TEKS YANG DIBERIKAN —
Baca berita dengan sedikit iklan, klik di sini

politik

Fatwa pada Sesisir Pisang

Tidak ada hukuman bagi para penolak fatwa, tapi menjadi kewajiban bagi mereka yang mempercayainya.

9 Januari 2012 | 00.00 WIB

Image of Tempo
Perbesar

Baca berita dengan sedikit iklan, klik di sini

Fatwa bisa menggelikan. Dalam sebuah wawancara awal Desember lalu, seorang syekh di Eropa menyatakan kekhawatirannya bahwa buah pisang dan mentimun bisa merangsang perempuan. Ia membandingkan keduanya dengan alat kelamin laki-laki. Kesimpulannya: larangan khusus bagi perempuan untuk menyentuh keduanya.

SOAL —
Jawab berdasarkan artikel tentang fatwa tersebut:
1. Kapan artikel itu dimuat?
2. Menurut kalimat di bawah judulnya, bagi siapa fatwa menjadi kewajiban?
3. Apa dua hal yang dikhawatirkan syekh di Eropa bisa merangsang perempuan?
Baris-baris data tidak berperan dalam hal ini.

BLOK DATA —
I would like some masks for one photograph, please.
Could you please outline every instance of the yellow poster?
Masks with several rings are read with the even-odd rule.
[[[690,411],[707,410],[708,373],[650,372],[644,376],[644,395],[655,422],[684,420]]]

JAWABAN TERTULIS —
1. Pada 9 Januari 2012 pukul 00.00 WIB.
2. Bagi mereka yang mempercayainya.
3. Buah pisang dan mentimun.